§ **EXERCISE TASK**: Please convert the records below into a JSON list of strings, with one string per line and blank lines left out.

-=-=-

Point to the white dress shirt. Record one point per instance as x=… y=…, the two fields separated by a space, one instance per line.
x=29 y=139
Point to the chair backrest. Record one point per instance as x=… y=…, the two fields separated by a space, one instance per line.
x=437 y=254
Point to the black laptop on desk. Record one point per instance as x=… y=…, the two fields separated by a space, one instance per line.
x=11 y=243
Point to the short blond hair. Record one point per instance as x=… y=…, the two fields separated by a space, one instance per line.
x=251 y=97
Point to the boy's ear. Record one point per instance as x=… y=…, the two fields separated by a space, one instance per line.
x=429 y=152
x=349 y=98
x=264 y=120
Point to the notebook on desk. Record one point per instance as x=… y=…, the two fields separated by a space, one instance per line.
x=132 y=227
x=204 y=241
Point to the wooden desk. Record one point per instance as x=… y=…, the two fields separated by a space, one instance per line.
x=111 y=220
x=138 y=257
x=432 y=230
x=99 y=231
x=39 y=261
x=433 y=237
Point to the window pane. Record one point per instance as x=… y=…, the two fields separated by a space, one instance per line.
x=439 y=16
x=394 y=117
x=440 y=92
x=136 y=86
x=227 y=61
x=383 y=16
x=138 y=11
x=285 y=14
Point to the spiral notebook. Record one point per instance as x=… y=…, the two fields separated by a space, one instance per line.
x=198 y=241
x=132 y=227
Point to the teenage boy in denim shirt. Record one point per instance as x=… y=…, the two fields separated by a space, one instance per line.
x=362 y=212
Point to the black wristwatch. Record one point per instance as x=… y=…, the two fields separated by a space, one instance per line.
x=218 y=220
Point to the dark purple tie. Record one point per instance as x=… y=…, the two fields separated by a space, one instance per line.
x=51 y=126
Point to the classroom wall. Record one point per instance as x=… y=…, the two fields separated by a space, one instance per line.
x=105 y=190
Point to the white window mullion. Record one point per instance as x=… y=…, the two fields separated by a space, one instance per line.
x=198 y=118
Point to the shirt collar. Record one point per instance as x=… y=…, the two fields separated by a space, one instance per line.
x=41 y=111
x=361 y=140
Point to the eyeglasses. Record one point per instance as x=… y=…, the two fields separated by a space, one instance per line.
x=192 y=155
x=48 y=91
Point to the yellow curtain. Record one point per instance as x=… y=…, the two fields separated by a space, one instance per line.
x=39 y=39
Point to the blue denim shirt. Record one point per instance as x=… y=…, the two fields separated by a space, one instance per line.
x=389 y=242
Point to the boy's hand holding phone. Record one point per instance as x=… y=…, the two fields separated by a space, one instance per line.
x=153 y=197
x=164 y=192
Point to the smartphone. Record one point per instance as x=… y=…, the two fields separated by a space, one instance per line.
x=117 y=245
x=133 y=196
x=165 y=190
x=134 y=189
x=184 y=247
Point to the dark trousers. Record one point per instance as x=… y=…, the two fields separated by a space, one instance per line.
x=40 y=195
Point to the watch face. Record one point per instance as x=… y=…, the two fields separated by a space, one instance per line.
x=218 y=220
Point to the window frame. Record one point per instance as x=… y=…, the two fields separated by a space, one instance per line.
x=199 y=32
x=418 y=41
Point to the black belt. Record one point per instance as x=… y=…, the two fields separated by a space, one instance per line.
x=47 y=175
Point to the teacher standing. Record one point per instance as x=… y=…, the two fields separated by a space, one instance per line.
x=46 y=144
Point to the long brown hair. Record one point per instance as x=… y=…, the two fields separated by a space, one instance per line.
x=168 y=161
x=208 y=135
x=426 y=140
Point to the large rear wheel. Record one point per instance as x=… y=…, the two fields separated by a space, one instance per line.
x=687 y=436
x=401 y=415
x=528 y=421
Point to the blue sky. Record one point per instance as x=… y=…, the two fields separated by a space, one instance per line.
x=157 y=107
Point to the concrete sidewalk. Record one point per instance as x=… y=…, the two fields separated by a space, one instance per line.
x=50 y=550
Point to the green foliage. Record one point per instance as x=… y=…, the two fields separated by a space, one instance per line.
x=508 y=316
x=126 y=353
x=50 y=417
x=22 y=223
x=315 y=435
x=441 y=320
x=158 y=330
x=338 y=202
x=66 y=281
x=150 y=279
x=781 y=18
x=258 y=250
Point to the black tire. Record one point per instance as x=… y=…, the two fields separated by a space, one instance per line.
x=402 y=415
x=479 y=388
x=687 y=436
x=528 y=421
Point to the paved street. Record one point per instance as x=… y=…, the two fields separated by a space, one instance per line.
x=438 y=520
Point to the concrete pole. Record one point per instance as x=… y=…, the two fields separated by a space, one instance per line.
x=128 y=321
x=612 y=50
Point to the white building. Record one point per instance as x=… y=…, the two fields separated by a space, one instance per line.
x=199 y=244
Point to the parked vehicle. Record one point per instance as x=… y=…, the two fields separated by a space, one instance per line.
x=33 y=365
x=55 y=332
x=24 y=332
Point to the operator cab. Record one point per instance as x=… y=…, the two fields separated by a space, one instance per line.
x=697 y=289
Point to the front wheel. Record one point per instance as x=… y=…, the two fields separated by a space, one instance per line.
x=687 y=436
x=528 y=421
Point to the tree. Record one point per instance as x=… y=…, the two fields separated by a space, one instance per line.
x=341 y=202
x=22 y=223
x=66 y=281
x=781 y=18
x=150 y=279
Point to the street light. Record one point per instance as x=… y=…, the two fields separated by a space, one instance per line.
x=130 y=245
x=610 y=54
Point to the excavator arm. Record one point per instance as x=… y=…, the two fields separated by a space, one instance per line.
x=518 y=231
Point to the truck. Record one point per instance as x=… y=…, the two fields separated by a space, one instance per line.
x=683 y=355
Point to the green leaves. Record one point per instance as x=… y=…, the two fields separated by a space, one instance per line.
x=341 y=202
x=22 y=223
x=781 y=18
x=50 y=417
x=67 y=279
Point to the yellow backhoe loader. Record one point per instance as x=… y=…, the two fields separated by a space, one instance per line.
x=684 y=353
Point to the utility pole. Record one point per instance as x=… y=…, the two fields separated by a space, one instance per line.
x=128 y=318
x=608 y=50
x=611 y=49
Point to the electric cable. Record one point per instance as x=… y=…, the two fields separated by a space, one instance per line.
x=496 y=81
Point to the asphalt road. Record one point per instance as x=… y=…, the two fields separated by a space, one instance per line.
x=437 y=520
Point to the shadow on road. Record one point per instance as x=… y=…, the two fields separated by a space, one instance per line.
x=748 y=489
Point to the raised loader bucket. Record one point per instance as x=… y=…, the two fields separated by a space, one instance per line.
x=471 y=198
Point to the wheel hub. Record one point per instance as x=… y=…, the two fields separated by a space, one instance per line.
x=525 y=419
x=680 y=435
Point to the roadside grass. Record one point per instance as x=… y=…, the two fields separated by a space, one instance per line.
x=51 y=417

-=-=-

§ **FINISHED TASK**:
[
  "Point to the white dress shirt. Record one point per instance as x=… y=…, the two fields separated by a space, one instance per line.",
  "x=29 y=139",
  "Point to the chair backrest. Record one point per instance as x=… y=…, the two fields separated by a space, one instance per line.",
  "x=437 y=254",
  "Point to the black laptop on desk. Record one point per instance as x=… y=…, the two fields separated by a space, one instance per line.",
  "x=11 y=243",
  "Point to the short blond hair. Record one point per instance as x=… y=…, the two fields separated by a space, one instance per line.",
  "x=251 y=97",
  "Point to the boy's ear. Record one point per instance as x=… y=…, the two fields separated by a space, one instance per line.",
  "x=429 y=152",
  "x=349 y=98",
  "x=264 y=120",
  "Point to the notebook on desk. Record one point per instance as x=… y=…, the two fields separated by a space, one instance per line.",
  "x=132 y=227",
  "x=204 y=241",
  "Point to the wooden desk. Record one point per instance as x=… y=…, the two fields separated by a space, one instance per line.",
  "x=111 y=220",
  "x=138 y=257",
  "x=432 y=230",
  "x=99 y=231",
  "x=39 y=261",
  "x=433 y=237",
  "Point to the window pane. Record one point per instance as x=… y=…, the two fields separated by a space, one instance per line.",
  "x=439 y=16",
  "x=394 y=117",
  "x=440 y=92",
  "x=136 y=86",
  "x=227 y=61",
  "x=383 y=16",
  "x=138 y=11",
  "x=285 y=14",
  "Point to the spiral notebook. Record one point per instance as x=… y=…, the two fields separated by a space, one instance per line.",
  "x=198 y=241",
  "x=132 y=227",
  "Point to the teenage boy in denim shirt. Record one point per instance as x=… y=…, the two fields separated by a space, one instance per line.",
  "x=362 y=212",
  "Point to the black wristwatch. Record one point per instance as x=… y=…, the two fields separated by a space, one instance per line.",
  "x=218 y=220",
  "Point to the dark purple tie. Record one point per instance as x=… y=…, the two fields separated by a space, one instance per line.",
  "x=51 y=126",
  "Point to the classroom wall. Record one point per instance as x=… y=…, the two fields separated by a space, one instance per line.",
  "x=105 y=190",
  "Point to the white window mullion. Record one point per instance as x=… y=…, the two fields separated by a space, one instance per line.",
  "x=198 y=118",
  "Point to the shirt collar. Record one point per instance as x=… y=…, the two fields separated by a space, one instance per line.",
  "x=41 y=111",
  "x=361 y=140",
  "Point to the eyeglasses. Record one point per instance as x=… y=…, the two fields separated by a space, one instance per line.",
  "x=192 y=155",
  "x=48 y=91",
  "Point to the yellow curtain. Record one point per instance as x=… y=…, the two fields separated by a space, one instance per line.",
  "x=39 y=39",
  "Point to the blue denim shirt. Record one point per instance as x=… y=…, the two fields separated by a space, one instance per line.",
  "x=389 y=242",
  "Point to the boy's hand holding phone. Record one point per instance as x=… y=…, the two fields separated by a space, one instance per line.",
  "x=153 y=197",
  "x=164 y=192",
  "Point to the smartphone. Record one point per instance as x=… y=…, the two fields separated by a space, one instance per line.",
  "x=117 y=245",
  "x=133 y=196",
  "x=165 y=190",
  "x=134 y=189",
  "x=184 y=247",
  "Point to the dark trousers. Record one point per instance as x=… y=…, the two fields separated by a space, one instance per line.",
  "x=40 y=195",
  "Point to the watch face. Record one point per instance as x=… y=…, the two fields separated by a space, one instance per line.",
  "x=218 y=220",
  "Point to the window frame. Record one point per instance as x=… y=…, the two fields separated by a space, one instance per line.",
  "x=199 y=32",
  "x=418 y=41",
  "Point to the black belt. Record one point per instance as x=… y=…, the two fields separated by a space, one instance per line.",
  "x=47 y=175",
  "Point to the teacher standing. Record one point per instance as x=… y=…, the two fields separated by a space, one instance per line.",
  "x=46 y=144",
  "Point to the long brown hair. Record one point per instance as x=… y=…, the two fields separated by a space, one instance per line.",
  "x=168 y=161",
  "x=208 y=135",
  "x=426 y=140",
  "Point to the large rear wheel. Record one point per instance as x=… y=…, the two fields separated by a space, one instance per line.",
  "x=687 y=436",
  "x=401 y=415",
  "x=528 y=421",
  "Point to the blue sky. Record one point per instance as x=… y=…, the two fields separated by a space, one instance per line.",
  "x=157 y=107",
  "Point to the concrete sidewalk. Record one point per instance as x=… y=…, the two fields separated by a space, one instance per line.",
  "x=50 y=550",
  "Point to the green foliage. Record one point per instance as x=… y=…, the two fields separated by a space, one instance per line.",
  "x=508 y=316",
  "x=126 y=353",
  "x=50 y=417",
  "x=22 y=223",
  "x=315 y=435",
  "x=441 y=320",
  "x=158 y=330",
  "x=338 y=202",
  "x=66 y=281",
  "x=150 y=279",
  "x=781 y=18",
  "x=258 y=250",
  "Point to the black tire. Record one point per instance as x=… y=…, the two fields separated by a space, one instance per line.",
  "x=402 y=415",
  "x=479 y=388",
  "x=687 y=436",
  "x=528 y=421",
  "Point to the paved street. Record one point per instance as x=… y=…, the two fields separated by a space, one instance per line.",
  "x=438 y=520",
  "Point to the concrete pole. Record one point per instance as x=… y=…, the two fields separated by a space, one instance per line.",
  "x=128 y=321",
  "x=612 y=50",
  "Point to the white building. Record one point per instance as x=… y=…, the two fields separated by a space, one instance per line.",
  "x=199 y=244",
  "Point to the parked vehicle. Record one point per instance as x=… y=…, the two fields separated by a space, one instance per line.",
  "x=33 y=365",
  "x=55 y=332",
  "x=24 y=332",
  "Point to the operator cab. Record one point per instance as x=… y=…, the two fields separated by a space, one instance per line.",
  "x=697 y=289",
  "Point to the front wheel. Record one point per instance as x=… y=…, the two fields separated by a space, one instance per line.",
  "x=687 y=436",
  "x=528 y=421",
  "Point to the tree. Record one point per instance as x=… y=…, the two fields separated by a space, one instance per line.",
  "x=341 y=202",
  "x=22 y=223",
  "x=66 y=281",
  "x=781 y=18",
  "x=150 y=279",
  "Point to the street light. Record one point per instance as x=… y=…, the two fields separated by a space, one instance per line.",
  "x=130 y=245",
  "x=610 y=54",
  "Point to the excavator arm. Record one point per instance as x=… y=…, the two fields separated by a space, one instance per line.",
  "x=518 y=231",
  "Point to the truck. Record one point per instance as x=… y=…, the two fields separated by a space, one instance per line.",
  "x=683 y=355",
  "Point to the green leaves. Record one point per instance as x=… y=…, the two fields separated by a space, one instance per line.",
  "x=341 y=202",
  "x=22 y=223",
  "x=781 y=18",
  "x=50 y=417",
  "x=67 y=279",
  "Point to the yellow backhoe loader. Record one point per instance as x=… y=…, the two fields separated by a space, one instance per line.",
  "x=684 y=353",
  "Point to the utility pole. Record one point per instance as x=… y=…, the two fields separated by a space, one instance per line.",
  "x=128 y=318",
  "x=608 y=50",
  "x=611 y=49",
  "Point to the electric cable. Record one point per instance as x=… y=…, the two fields separated by a space, one instance per line.",
  "x=496 y=81",
  "Point to the asphalt road. Record one point per instance as x=… y=…, the two fields separated by a space, one instance per line.",
  "x=437 y=520",
  "Point to the shadow on road. Record one point per instance as x=… y=…, the two fields separated by a space, one instance per line.",
  "x=748 y=489",
  "Point to the raised loader bucket. Record one point per instance as x=… y=…, the two fields separated by a space, one instance per line.",
  "x=471 y=198",
  "Point to the wheel hub. Record one point per instance as x=… y=…, the two fields separated by a space, one instance per line.",
  "x=525 y=419",
  "x=680 y=435",
  "Point to the roadside grass. Record one point per instance as x=… y=…, the two fields separated by a space, one instance per line.",
  "x=51 y=417"
]